### ACTIONS TO TAKE
(A) Edit the compare_means documentation by writing it out again, starting with "# pairwise comparisons" and going on through "is automatically performed.". Replace "automatically" with "implicitly" each time it occurs.
(B) Resume the compare_means documentation, picking up right after its last line.
start PROVIDED PASSAGE
In other words, we use the following convention for symbols indicating statistical significance:

  • ns: p > 0.05

  • *: p <= 0.05

  • **: p <= 0.01

  • ***: p <= 0.001

  • ****: p <= 0.0001

p.adjust.method

method for adjusting p values (see p.adjust). Has impact only in a situation, where multiple pairwise tests are performed; or when there are multiple grouping variables. Allowed values include "holm", "hochberg", "hommel", "bonferroni", "BH", "BY", "fdr", "none". If you don't want to adjust the p value (not recommended), use p.adjust.method = "none".

Note that, when the formula contains multiple variables, the p-value adjustment is done independently for each variable.

...

Other arguments to be passed to the test function.

Value

return a data frame with the following columns:

  • .y.: the y variable used in the test.

  • group1,group2: the compared groups in the pairwise tests. Available only when method = "t.test" or method = "wilcox.test".

  • p: the p-value.

  • p.adj: the adjusted p-value. Default for p.adjust.method = "holm".

  • p.format: the formatted p-value.

  • p.signif: the significance level.

  • method: the statistical test used to compare groups.

Examples

# Load data
#:::::::::::::::::::::::::::::::::::::::
data("ToothGrowth")
df <- ToothGrowth

# One-sample test
#:::::::::::::::::::::::::::::::::::::::::
compare_means(len ~ 1, df, mu = 0)

# Two-samples unpaired test
#:::::::::::::::::::::::::::::::::::::::::
compare_means(len ~ supp, df)

# Two-samples paired test
#:::::::::::::::::::::::::::::::::::::::::
compare_means(len ~ supp, df, paired = TRUE)

# Compare supp levels after grouping the data by "dose"
#::::::::::::::::::::::::::::::::::::::::
compare_means(len ~ supp, df, group.by = "dose")

# pairwise comparisons
#::::::::::::::::::::::::::::::::::::::::
# As dose contains more thant two levels ==>
# pairwise test is automatically performed.
compare_means(len ~ dose, df)

# Comparison against reference group
#::::::::::::::::::::::::::::::::::::::::
compare_means(len ~ dose, df, ref.group = "0.5")

# Comparison against all
#::::::::::::::::::::::::::::::::::::::::
compare_means(len ~ dose, df, ref.group = ".all.")
end PROVIDED PASSAGE
start PROVIDED DATA
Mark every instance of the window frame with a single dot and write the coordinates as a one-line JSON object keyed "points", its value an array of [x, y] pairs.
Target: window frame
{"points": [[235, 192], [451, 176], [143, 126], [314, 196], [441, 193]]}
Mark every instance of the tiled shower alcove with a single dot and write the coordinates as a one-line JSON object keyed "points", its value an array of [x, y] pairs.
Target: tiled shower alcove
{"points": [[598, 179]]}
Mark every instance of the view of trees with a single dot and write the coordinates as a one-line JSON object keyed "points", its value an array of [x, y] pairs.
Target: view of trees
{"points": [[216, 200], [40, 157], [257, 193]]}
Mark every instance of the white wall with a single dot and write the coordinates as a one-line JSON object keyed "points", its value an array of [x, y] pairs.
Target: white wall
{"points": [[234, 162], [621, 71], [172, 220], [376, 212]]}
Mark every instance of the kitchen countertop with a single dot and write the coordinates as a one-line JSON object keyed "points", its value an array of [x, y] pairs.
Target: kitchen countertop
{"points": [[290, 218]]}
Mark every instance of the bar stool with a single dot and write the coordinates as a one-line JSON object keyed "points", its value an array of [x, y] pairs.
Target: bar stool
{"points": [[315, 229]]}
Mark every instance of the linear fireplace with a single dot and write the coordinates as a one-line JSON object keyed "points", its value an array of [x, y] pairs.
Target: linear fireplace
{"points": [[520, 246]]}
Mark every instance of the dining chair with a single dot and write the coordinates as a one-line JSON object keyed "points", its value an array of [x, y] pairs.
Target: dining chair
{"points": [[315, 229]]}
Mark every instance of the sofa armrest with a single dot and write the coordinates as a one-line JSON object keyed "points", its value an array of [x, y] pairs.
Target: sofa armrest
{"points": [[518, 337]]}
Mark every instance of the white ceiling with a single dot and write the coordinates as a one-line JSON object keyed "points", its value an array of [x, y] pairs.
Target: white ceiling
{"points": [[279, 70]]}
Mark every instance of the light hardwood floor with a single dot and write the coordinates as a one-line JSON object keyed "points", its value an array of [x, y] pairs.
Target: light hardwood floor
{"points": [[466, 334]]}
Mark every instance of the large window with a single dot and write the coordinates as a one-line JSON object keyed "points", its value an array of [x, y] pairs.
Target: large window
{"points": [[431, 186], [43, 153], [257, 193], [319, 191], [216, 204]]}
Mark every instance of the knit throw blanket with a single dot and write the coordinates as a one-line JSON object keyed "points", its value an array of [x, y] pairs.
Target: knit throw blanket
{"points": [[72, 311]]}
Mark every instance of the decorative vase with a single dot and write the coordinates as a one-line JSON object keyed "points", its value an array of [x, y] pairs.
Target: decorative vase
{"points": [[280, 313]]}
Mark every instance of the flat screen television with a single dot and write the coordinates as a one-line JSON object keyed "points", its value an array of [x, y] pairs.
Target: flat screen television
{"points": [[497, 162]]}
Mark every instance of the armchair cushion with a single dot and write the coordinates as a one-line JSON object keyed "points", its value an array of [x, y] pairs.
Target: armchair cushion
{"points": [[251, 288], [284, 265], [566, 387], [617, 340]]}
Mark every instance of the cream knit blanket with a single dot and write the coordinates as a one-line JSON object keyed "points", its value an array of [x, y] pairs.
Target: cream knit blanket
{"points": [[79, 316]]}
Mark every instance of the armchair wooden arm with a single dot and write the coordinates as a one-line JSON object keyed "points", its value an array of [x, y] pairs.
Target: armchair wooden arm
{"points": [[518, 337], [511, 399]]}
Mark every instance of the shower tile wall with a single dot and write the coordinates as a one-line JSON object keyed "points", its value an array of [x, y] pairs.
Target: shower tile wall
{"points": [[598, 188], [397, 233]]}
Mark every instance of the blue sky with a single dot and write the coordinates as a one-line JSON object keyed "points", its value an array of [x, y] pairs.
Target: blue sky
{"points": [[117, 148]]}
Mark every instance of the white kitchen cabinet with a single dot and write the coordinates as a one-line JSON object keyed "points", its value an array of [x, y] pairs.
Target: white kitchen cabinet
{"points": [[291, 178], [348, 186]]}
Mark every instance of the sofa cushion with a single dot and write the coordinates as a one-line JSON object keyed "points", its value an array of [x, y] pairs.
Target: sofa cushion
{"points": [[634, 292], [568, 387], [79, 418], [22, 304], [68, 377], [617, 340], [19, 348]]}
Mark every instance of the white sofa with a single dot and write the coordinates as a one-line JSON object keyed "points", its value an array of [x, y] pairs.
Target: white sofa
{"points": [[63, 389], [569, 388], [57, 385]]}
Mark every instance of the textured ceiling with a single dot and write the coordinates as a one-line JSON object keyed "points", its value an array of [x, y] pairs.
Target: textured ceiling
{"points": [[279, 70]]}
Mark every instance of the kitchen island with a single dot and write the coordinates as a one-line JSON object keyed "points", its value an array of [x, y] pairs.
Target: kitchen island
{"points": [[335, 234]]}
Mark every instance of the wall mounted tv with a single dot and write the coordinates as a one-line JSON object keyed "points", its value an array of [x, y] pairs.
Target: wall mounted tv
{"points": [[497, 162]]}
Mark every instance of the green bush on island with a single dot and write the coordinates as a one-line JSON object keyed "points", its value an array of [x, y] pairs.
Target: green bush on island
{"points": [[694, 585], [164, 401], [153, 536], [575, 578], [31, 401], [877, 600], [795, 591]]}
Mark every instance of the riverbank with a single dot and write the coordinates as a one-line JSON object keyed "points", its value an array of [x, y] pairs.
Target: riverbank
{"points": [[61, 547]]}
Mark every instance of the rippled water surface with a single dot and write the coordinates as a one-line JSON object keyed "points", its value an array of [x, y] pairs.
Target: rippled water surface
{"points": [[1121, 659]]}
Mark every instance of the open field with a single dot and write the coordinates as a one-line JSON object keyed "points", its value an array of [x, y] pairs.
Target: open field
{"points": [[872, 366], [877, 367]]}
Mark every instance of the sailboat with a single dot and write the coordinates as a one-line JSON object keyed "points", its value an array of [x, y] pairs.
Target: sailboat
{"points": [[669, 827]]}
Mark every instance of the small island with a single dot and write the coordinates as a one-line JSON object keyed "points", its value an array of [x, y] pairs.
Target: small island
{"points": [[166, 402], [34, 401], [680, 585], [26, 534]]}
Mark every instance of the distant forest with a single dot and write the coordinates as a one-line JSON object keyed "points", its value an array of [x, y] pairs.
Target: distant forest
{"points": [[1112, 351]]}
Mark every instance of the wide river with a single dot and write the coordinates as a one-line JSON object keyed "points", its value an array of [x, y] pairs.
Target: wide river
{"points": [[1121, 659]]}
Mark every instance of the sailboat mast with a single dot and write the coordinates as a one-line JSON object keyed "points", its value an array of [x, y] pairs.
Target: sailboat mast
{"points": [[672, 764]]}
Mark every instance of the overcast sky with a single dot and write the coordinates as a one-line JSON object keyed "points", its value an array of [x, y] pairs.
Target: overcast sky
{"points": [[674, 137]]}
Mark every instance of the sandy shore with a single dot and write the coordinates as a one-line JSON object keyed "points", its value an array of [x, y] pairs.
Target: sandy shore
end PROVIDED DATA
### THE RESULTS
(A)
# pairwise comparisons
#::::::::::::::::::::::::::::::::::::::::
# As dose contains more thant two levels ==>
# pairwise test is implicitly performed.

(B)
# Anova and kruskal.test
#::::::::::::::::::::::::::::::::::::::::
compare_means(len ~ dose, df, method = "anova")
compare_means(len ~ dose, df, method = "kruskal.test")

Create Aes Mapping from a List

Description

Create aes mapping to make programming easy with ggplot2.

Usage

create_aes(.list, parse = TRUE)

Arguments

.list

a list of aesthetic arguments; for example .list = list(x = "dose", y = "len", color = "dose").

parse

logical. If TRUE, parse the input as an expression.

Examples

# Simple aes creation
create_aes(list(x = "Sepal.Length", y = "Petal.Length" ))

# Parse an expression
x <- "log2(Sepal.Length)"
y <- "log2(Petal.Length)"
create_aes(list(x = x, y = y ), parse = TRUE)

# Create a ggplot
mapping <- create_aes(list(x = x, y = y ), parse = TRUE)
ggplot(iris, mapping) +
 geom_point()

Descriptive statistics by groups

Description

Computes descriptive statistics by groups for a measure variable.

Usage

desc_statby(data, measure.var, grps, ci = 0.95)

Arguments

data

a data frame.

measure.var

the name of a column containing the variable to be summarized.

grps

a character vector containing grouping variables; e.g.: grps = c("grp1", "grp2")

ci

the percent range of the confidence interval (default is 0.95).

Value

A data frame containing descriptive statistics, such as:

  • length: the number of elements in each group

  • min: minimum

  • max: maximum

  • median: median

  • mean: mean

  • iqr: interquartile range

  • mad: median absolute deviation (see ?MAD)

  • sd: standard deviation of the sample

  • se: standard error of the mean. It's calculated as the sample standard deviation divided by the root of the sample size.

  • ci: confidence interval of the mean

  • range: the range = max - min

  • cv: coefficient of variation, sd/mean

  • var: variance, sd^2

Examples

# Load data
data("ToothGrowth")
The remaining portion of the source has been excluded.